Below is a block of records; please copy all of them exactly.

------------------------------------------------------------

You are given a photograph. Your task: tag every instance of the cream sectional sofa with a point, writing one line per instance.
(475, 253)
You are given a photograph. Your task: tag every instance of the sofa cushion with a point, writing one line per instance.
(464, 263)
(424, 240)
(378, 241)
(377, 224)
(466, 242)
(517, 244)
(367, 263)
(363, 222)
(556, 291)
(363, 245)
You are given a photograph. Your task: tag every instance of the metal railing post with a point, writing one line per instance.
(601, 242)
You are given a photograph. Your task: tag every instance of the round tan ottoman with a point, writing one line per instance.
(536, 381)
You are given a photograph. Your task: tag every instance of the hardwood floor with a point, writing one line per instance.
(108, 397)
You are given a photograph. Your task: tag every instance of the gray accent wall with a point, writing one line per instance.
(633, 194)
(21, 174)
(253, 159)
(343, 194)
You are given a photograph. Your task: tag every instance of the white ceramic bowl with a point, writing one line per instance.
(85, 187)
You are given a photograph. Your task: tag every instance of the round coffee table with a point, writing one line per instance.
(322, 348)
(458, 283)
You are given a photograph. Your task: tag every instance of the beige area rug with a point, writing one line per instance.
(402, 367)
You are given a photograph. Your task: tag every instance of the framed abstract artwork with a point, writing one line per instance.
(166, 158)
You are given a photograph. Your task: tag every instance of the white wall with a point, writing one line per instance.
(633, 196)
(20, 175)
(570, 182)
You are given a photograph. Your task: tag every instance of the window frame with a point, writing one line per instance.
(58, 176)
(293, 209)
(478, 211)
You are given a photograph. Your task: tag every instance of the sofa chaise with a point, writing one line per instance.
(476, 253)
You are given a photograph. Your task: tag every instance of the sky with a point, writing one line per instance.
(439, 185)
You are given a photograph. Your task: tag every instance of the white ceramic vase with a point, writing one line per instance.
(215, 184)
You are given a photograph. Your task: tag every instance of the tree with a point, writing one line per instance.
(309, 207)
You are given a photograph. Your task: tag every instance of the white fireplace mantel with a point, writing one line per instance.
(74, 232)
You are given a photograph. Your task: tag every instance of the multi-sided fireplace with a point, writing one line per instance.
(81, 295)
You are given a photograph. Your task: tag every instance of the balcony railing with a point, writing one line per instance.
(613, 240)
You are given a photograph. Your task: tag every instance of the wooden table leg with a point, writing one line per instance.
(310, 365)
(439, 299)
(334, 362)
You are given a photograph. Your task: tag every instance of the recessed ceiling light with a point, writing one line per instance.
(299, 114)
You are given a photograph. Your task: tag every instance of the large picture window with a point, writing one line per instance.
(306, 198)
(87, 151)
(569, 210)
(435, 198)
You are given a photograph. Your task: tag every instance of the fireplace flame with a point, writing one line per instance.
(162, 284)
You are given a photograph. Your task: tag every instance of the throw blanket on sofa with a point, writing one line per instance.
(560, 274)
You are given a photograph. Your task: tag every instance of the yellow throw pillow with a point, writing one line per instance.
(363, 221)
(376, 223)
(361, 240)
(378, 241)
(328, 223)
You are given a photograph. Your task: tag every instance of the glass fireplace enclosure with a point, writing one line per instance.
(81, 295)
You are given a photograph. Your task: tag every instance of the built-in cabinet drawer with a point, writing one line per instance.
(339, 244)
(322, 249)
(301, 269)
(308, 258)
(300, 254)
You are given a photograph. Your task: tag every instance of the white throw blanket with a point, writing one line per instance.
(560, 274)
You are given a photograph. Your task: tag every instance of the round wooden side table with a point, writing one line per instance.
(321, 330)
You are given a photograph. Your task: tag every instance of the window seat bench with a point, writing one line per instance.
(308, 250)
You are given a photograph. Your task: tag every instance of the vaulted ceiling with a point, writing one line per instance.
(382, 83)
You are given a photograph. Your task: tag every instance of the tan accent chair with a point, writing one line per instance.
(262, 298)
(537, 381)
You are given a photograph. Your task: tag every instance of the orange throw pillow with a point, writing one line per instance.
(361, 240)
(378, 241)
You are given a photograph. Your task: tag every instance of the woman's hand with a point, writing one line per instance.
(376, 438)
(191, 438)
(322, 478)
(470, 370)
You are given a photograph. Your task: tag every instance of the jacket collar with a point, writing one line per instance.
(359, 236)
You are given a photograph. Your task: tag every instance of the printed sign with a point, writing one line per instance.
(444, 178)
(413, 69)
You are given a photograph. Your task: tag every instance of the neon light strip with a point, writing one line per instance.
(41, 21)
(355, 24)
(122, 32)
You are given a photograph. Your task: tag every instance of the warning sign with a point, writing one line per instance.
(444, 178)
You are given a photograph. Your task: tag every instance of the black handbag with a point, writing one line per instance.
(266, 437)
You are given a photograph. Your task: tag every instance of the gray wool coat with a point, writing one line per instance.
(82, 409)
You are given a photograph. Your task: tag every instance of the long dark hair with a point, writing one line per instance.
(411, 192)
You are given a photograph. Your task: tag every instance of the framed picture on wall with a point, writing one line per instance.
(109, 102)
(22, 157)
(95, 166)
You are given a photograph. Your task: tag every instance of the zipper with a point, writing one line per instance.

------------------------------------------------------------

#### [ANSWER TO THE EXERCISE]
You are given a photograph. Your task: tag every instance of the cream sectional sofa with a point, writing one line per instance.
(475, 253)
You are given a photograph. Your task: tag every instance of the sofa cushion with a point, writing one line per instance.
(464, 263)
(424, 240)
(378, 241)
(377, 224)
(466, 242)
(517, 244)
(367, 263)
(363, 222)
(556, 291)
(363, 245)
You are given a photograph. Your task: tag every instance of the metal railing post with a point, writing one line per instance.
(601, 242)
You are given a photograph. Your task: tag every instance of the round tan ottoman with a point, writing one line per instance.
(536, 381)
You are given a photograph. Your task: tag every instance of the hardwood floor with a point, writing one line per instance.
(108, 397)
You are given a photograph. Your task: tag every instance of the gray accent wall with a point, writing one line per instance.
(633, 194)
(21, 174)
(253, 159)
(343, 194)
You are given a photograph. Your task: tag every instance of the white ceramic bowl with a point, writing one line per instance.
(85, 187)
You are given a photograph. Your task: tag every instance of the round coffee table with a point, writing one line per instance.
(322, 348)
(458, 283)
You are given a photograph. Your task: tag every instance of the beige area rug with a point, writing one line per instance.
(402, 367)
You are given a photograph. Your task: tag every instance of the framed abstract artwork with a point, writing one line per instance.
(166, 158)
You are given a photograph. Your task: tag every instance of the white wall with a point, writing one line per instance.
(633, 196)
(20, 175)
(570, 182)
You are given a photograph. Your task: tag every instance of the window frame with a point, writing one line per instance.
(58, 176)
(293, 209)
(478, 211)
You are given a photograph. Your task: tag every instance of the sofa chaise with a point, writing one line per instance.
(476, 253)
You are given a photograph. Your task: tag every instance of the sky with a point, writing one line per instance.
(439, 185)
You are given a photograph. Your task: tag every instance of the white ceramic vase with a point, writing one line per instance.
(215, 184)
You are given a photograph. Your task: tag every instance of the tree with a point, writing one line per instance.
(309, 207)
You are given a photograph. Your task: tag every instance of the white fireplace mantel with a point, writing one line per instance.
(74, 232)
You are given a photograph. Your task: tag every instance of the multi-sided fireplace with a point, writing one line per instance.
(81, 295)
You are given a photograph. Your task: tag every instance of the balcony railing with a point, writing one line per instance.
(613, 240)
You are given a photograph. Your task: tag every instance of the wooden table leg with a point, writing one line per instance.
(310, 365)
(439, 299)
(334, 362)
You are given a photograph. Your task: tag every instance of the recessed ceiling light with a point, writing one line per instance.
(299, 114)
You are given a photograph. Your task: tag every instance of the large picture window with a point, writing one line per instance.
(306, 198)
(87, 151)
(569, 210)
(435, 198)
You are given a photograph. Your task: tag every instance of the fireplace flame with a point, writing one line per instance.
(162, 284)
You are given a photograph. Your task: tag every instance of the throw blanket on sofa with a point, writing one line per instance.
(560, 274)
You are given a photograph. Your task: tag every instance of the yellow throw pillow with a point, writing one line per instance.
(363, 221)
(376, 223)
(361, 240)
(378, 241)
(328, 223)
You are given a photograph. Your task: tag every instance of the glass fireplace enclosure with a point, writing one line per instance.
(81, 295)
You are given a photograph. Your task: tag every instance of the built-in cabinet drawer with a point, writing one line per instance.
(339, 244)
(322, 249)
(301, 269)
(308, 258)
(300, 254)
You are given a photograph. Your task: tag every instance of the white throw blanket with a point, writing one line per instance.
(560, 274)
You are given a photograph. Your task: tag every instance of the round wooden side table with a point, writing one line per instance.
(321, 330)
You are given a photograph. Your task: tag every instance of the window seat bench with a point, writing one line per instance.
(308, 250)
You are given a photograph. Your task: tag every instance of the vaulted ceiling with a point, writing one line per instance.
(382, 83)
You are given a photograph. Your task: tag every instance of the tan accent chair with a point, writing one line per instance.
(262, 298)
(537, 381)
You are given a photograph. Your task: tag every instance of the orange throw pillow with a point, writing one line per instance.
(361, 240)
(378, 241)
You are given a photograph. Your task: tag every instance of the woman's hand with a point, writing one line per instance.
(376, 438)
(191, 438)
(322, 478)
(470, 370)
You are given a photograph. Your task: tag every instance of the jacket collar with a point, writing one line per instance.
(359, 236)
You are given a photograph. Your task: tag every instance of the printed sign with a point, writing one line per instance.
(444, 178)
(413, 69)
You are given a photograph. Your task: tag every instance of the neon light strip with a point, writing one line per instance.
(41, 21)
(355, 24)
(122, 32)
You are given a photograph. Your task: tag every instance of the warning sign with a point, writing one line per instance.
(444, 178)
You are given a photograph. Your task: tag every instance of the black handbag with a point, writing one line per instance.
(266, 437)
You are given a photograph. Your task: tag every instance of the gray wool coat with a point, writing one line per instance.
(82, 409)
You are given a photograph. Your task: tag every instance of the long dark hair with a point, writing one line per instance.
(411, 192)
You are given a photograph. Your task: tag every instance of the framed picture on wall with a point, writing one line per instance.
(109, 102)
(22, 157)
(95, 166)
You are given a photograph. Your task: tag every instance of the zipper with a point, writing one line per instance.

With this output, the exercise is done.